READING TEXT:
[BEGIN]

Studio album by Dhani Harrison
- Released: 20 October 2023
- Length: 54:01
- Label: BMG Rights Management
- Producer: Dhani Harrison

Dhani Harrison chronology
| In Parallel (2017) | Innerstanding (2023) |  |

= Innerstanding (Dhani Harrison album) =

Innerstanding is the second solo studio album by English musician Dhani Harrison, released on 20 October 2023 through BMG Rights Management. The album is Harrison's first in six years, following 2017's In Parallel, and includes collaborations with Graham Coxon, Mereki, and Liela Moss from The Duke Spirit. It received positive reviews from critics.

==Critical reception==

Innerstanding received a score of 71 out of 100 on review aggregator Metacritic based on five critics' reviews, indicating "generally favorable" reception. Stephen Thomas Erlewine of AllMusic called it "an ever-shifting, meditative record occupying a space somewhere between close listening and ambience. Despite its reliance on mood, this is not instrumental music, nor is it all hushed". Mojo felt that "Innerstanding finds Harrison marking out his own territory, sustaining a brooding musical atmosphere and filling it with sterling melodies", and Classic Rock opined that it "maintains In//Parallels intrinsic style and pan-genre forward momentum, a seamless, pop-literate/prog-friendly fusion positively peppered with an abundance of barbed hooks". Uncut found that "it's only on the lengthy, ambient, vaporous 'La Sirena' and the pretty, dramatic ballad 'ICU' that everything gels together".

[END]

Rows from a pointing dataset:
[BEGIN]

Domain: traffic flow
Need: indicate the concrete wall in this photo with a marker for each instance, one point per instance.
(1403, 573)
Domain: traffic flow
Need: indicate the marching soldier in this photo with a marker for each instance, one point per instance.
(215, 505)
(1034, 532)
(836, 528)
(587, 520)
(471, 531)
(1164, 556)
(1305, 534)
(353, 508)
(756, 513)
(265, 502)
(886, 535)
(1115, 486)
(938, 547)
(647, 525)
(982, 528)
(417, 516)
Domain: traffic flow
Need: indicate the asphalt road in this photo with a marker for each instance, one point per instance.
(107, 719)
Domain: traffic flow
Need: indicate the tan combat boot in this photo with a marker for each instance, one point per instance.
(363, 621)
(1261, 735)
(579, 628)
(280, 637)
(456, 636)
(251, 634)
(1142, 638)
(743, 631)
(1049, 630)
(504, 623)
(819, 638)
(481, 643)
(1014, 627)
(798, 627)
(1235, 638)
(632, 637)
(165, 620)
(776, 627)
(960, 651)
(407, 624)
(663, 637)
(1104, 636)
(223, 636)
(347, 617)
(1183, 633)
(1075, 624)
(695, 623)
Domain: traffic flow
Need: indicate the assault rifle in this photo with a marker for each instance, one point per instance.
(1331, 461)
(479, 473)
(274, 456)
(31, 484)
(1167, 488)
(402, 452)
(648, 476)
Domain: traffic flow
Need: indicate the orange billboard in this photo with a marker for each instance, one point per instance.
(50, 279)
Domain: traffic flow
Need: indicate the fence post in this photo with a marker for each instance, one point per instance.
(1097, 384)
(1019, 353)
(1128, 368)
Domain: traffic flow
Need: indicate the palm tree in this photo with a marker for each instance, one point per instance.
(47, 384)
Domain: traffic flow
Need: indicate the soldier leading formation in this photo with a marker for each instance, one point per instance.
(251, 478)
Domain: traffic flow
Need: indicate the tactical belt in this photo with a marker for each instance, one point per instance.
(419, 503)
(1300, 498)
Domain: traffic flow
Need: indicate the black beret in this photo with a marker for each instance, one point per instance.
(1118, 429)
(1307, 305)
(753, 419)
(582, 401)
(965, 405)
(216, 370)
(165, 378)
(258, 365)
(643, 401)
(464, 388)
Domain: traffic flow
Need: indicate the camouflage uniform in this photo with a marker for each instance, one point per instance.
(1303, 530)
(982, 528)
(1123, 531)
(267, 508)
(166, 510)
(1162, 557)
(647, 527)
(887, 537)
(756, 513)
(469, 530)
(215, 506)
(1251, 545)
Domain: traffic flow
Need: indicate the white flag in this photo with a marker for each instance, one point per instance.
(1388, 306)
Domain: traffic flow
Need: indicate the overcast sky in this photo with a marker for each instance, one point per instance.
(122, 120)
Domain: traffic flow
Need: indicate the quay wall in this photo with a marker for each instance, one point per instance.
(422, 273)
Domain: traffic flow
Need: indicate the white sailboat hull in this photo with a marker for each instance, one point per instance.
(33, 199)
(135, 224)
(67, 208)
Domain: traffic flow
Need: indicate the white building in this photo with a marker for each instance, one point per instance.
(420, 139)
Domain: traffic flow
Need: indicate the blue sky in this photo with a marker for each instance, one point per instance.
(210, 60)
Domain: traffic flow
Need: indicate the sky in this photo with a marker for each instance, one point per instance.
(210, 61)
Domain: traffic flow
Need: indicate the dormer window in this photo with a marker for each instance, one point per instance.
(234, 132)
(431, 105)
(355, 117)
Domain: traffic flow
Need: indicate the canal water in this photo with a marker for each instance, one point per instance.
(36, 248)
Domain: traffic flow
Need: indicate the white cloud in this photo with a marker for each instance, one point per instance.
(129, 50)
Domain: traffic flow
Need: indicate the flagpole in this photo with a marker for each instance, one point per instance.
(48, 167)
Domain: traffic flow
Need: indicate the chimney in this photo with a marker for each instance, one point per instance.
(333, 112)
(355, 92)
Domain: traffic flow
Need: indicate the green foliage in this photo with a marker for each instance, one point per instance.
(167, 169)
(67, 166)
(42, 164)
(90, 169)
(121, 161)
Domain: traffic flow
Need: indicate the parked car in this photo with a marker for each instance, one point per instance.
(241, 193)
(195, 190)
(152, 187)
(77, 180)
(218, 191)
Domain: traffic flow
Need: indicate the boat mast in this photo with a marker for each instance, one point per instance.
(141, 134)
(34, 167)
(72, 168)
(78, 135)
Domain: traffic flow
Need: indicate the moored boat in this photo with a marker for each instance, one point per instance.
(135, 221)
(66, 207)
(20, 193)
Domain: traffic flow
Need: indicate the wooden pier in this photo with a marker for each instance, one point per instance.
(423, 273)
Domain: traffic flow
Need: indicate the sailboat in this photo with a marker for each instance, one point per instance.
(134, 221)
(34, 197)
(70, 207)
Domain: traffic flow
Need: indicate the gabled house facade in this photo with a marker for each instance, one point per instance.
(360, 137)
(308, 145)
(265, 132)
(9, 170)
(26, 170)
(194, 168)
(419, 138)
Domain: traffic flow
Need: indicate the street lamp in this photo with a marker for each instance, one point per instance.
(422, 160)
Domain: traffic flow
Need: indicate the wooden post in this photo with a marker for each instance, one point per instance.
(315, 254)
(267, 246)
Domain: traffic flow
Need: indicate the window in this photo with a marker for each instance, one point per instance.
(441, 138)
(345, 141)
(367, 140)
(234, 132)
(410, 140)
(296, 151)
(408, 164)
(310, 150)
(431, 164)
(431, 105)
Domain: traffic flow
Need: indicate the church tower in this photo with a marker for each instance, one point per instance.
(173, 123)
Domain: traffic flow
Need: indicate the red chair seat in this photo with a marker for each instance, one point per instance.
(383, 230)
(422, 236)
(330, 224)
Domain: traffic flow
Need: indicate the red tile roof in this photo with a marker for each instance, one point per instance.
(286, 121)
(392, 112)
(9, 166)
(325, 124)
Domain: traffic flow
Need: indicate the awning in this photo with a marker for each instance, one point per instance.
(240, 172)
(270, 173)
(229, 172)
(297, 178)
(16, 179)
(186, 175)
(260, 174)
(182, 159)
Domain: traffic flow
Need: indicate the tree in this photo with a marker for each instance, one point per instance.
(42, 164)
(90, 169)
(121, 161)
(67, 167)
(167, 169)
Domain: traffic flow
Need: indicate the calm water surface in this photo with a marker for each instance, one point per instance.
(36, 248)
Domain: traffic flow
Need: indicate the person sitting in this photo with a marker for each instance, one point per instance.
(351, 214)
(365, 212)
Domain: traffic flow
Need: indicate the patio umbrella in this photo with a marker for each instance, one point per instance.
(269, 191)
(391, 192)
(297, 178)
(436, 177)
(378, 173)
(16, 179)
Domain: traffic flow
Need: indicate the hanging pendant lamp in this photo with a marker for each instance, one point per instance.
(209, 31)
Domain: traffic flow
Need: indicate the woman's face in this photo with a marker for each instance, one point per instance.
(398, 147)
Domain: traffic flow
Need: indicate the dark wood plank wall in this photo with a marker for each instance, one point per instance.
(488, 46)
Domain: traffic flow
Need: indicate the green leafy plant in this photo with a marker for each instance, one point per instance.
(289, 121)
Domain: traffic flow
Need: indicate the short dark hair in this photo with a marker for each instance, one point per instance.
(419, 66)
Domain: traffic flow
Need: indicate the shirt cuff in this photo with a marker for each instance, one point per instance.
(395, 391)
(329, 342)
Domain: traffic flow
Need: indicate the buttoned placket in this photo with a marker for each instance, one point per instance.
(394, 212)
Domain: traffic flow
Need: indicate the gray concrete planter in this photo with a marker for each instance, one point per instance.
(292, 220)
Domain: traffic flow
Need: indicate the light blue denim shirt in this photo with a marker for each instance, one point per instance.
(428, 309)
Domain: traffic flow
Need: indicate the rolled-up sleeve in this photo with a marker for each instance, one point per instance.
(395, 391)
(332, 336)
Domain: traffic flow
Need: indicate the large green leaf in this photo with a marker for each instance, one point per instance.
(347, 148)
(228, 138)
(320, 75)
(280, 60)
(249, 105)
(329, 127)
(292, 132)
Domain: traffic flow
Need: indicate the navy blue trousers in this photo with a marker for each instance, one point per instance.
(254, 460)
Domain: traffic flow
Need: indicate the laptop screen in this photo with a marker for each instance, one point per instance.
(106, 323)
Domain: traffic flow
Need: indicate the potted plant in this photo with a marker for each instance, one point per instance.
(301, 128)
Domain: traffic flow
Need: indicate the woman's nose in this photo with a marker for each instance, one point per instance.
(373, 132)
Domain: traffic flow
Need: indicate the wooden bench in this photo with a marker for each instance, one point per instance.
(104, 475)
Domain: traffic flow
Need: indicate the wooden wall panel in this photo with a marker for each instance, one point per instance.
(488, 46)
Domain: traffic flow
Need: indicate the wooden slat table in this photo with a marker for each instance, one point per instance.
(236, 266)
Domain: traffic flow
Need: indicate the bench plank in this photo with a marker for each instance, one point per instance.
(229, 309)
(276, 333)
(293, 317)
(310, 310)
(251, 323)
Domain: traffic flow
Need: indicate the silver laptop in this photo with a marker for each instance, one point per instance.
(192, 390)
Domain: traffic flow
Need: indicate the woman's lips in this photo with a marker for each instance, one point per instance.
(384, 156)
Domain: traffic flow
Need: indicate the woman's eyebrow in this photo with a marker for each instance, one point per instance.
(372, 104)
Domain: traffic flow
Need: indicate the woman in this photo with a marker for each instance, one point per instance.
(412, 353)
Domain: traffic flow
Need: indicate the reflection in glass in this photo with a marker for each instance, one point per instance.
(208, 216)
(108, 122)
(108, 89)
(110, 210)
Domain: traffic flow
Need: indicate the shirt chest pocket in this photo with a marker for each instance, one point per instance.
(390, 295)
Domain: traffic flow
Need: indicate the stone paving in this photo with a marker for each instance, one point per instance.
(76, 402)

[END]

REQUIREMENT A: In the Innerstanding article, which review aggregator gave the album a score of 71 out of 100?
REQUIREMENT B: Output everything in the Innerstanding article from "Dhani Harrison chronology" down to "reviews from critics.".

TASK ANSWER A: Metacritic

TASK ANSWER B:
Dhani Harrison chronology
| In Parallel (2017) | Innerstanding (2023) |  |

= Innerstanding (Dhani Harrison album) =

Innerstanding is the second solo studio album by English musician Dhani Harrison, released on 20 October 2023 through BMG Rights Management. The album is Harrison's first in six years, following 2017's In Parallel, and includes collaborations with Graham Coxon, Mereki, and Liela Moss from The Duke Spirit. It received positive reviews from critics.